__Set exercise 1__.
Return the passage of the book review starting at "Turner, an East" and ending at "Exploitation Center (CDEC).", copied word for word.

__Excerpt provided__.

==============================

Karen G. Turner, Thanh Hao Phan. Even the Women Must Fight: Memories of War from North Vietnam. New York: John Wiley & Sons, 1998. xvi + 224 pp. $24.95 (cloth), ISBN 978-0-471-14689-6.
Reviewed by Ginger R. Davis (Temple University)
Published on H-Minerva (November, 1998)
When War Strikes Close to Home
The literature available on the Vietnam War can be overwhelming: libraries and archives list hundreds of sources that appear to cover nearly every aspect of the war. The most elusive topics, however, are those from the Vietnamese perspective. Few of the books considered standards on the war reflect the North Vietnamese perspective, except as seen by American military officials. Thus Karen Turner makes a welcome contribution not only to gender studies, but also to the literature on the North Vietnamese, with Even the Women Must Fight.
Turner, an East Asia and comparative law scholar, traveled throughout Vietnam during a three year period. With the assistance of Phan Thanh Hao, an interpreter and journalist from Hanoi, Turner studied the role of North Vietnamese women as soldiers during the Vietnam War. She conducted interviews with many of the participants and their comrades and reading diaries and literature from the period, as well as army reports housed in Saigon at the Combined Document Exploitation Center (CDEC).
The author correctly notes the prevalence of female leaders in Vietnamese history, exemplified by such heroines as the Trung sisters and Thi Xuan, yet asserts that they "never enjoyed for long the fruits of their struggles or challenged seriously the dominant patriarchal culture" (p. 28). According to Turner, although the government established museums and exhibits devoted to the women's role, the memoirs and heroines of the Vietnam War suggest that women should have "courage in battle without losing their womanly virtues" (p. 37). She also indicates that the present Vietnamese government tries to emphasize the fighting spirit of the women warriors, while downplaying their actual combat skills. Turner also discovered that the position of Vietnamese females warriors underwent a post-war marginalization in Vietnam, as society focused nearly exclusively on the sacrifices of their male counterparts.
One of the most interesting aspects of Turner's inquiry was the complicated relationship between a society bound by Confucian ideals of motherhood and the subservient female role and the very real position of women who are former combatants who have returned to their homes. Turner seeks to empower the Vietnamese woman by revealing their role in the war, discussing the effects of their presence on society, and adding what Turner calls "important insight into timeless moral and philosophical questions about the war" (p. 22). How the women and their communities dealt with such issues engaged much of the author's attention.

==============================

__Raw records__.
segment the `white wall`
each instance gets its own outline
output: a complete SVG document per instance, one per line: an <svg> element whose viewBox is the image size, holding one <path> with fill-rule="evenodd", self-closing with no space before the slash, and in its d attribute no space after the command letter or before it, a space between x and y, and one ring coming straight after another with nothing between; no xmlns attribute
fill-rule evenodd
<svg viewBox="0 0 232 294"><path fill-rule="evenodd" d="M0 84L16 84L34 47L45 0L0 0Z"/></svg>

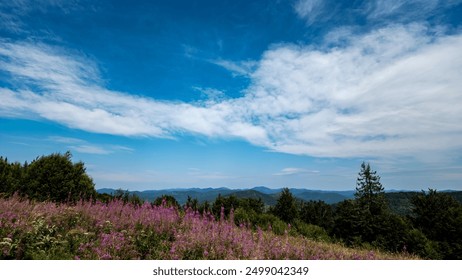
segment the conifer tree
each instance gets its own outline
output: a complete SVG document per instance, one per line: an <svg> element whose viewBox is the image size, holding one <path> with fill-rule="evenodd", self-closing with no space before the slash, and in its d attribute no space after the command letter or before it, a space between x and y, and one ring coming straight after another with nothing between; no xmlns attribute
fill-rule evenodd
<svg viewBox="0 0 462 280"><path fill-rule="evenodd" d="M373 171L369 163L363 162L358 176L355 193L358 203L372 215L382 214L387 208L387 203L377 171Z"/></svg>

==============================

__Set exercise 2__.
Recast the records as a Markdown table, starting at the line containing "segment the conifer tree" and ending at the last line of the records. Include only those lines and skip any blank ones. Use the columns Row and Record line, numbering each row in order.

__Full output 1__.
Turner, an East Asia and comparative law scholar, traveled throughout Vietnam during a three year period. With the assistance of Phan Thanh Hao, an interpreter and journalist from Hanoi, Turner studied the role of North Vietnamese women as soldiers during the Vietnam War. She conducted interviews with many of the participants and their comrades and reading diaries and literature from the period, as well as army reports housed in Saigon at the Combined Document Exploitation Center (CDEC).

__Full output 2__.
| Row | Record line |
|---|---|
| 1 | segment the conifer tree |
| 2 | each instance gets its own outline |
| 3 | output: a complete SVG document per instance, one per line: an <svg> element whose viewBox is the image size, holding one <path> with fill-rule="evenodd", self-closing with no space before the slash, and in its d attribute no space after the command letter or before it, a space between x and y, and one ring coming straight after another with nothing between; no xmlns attribute |
| 4 | fill-rule evenodd |
| 5 | <svg viewBox="0 0 462 280"><path fill-rule="evenodd" d="M373 171L369 163L363 162L358 176L355 193L358 203L372 215L382 214L387 208L387 203L377 171Z"/></svg> |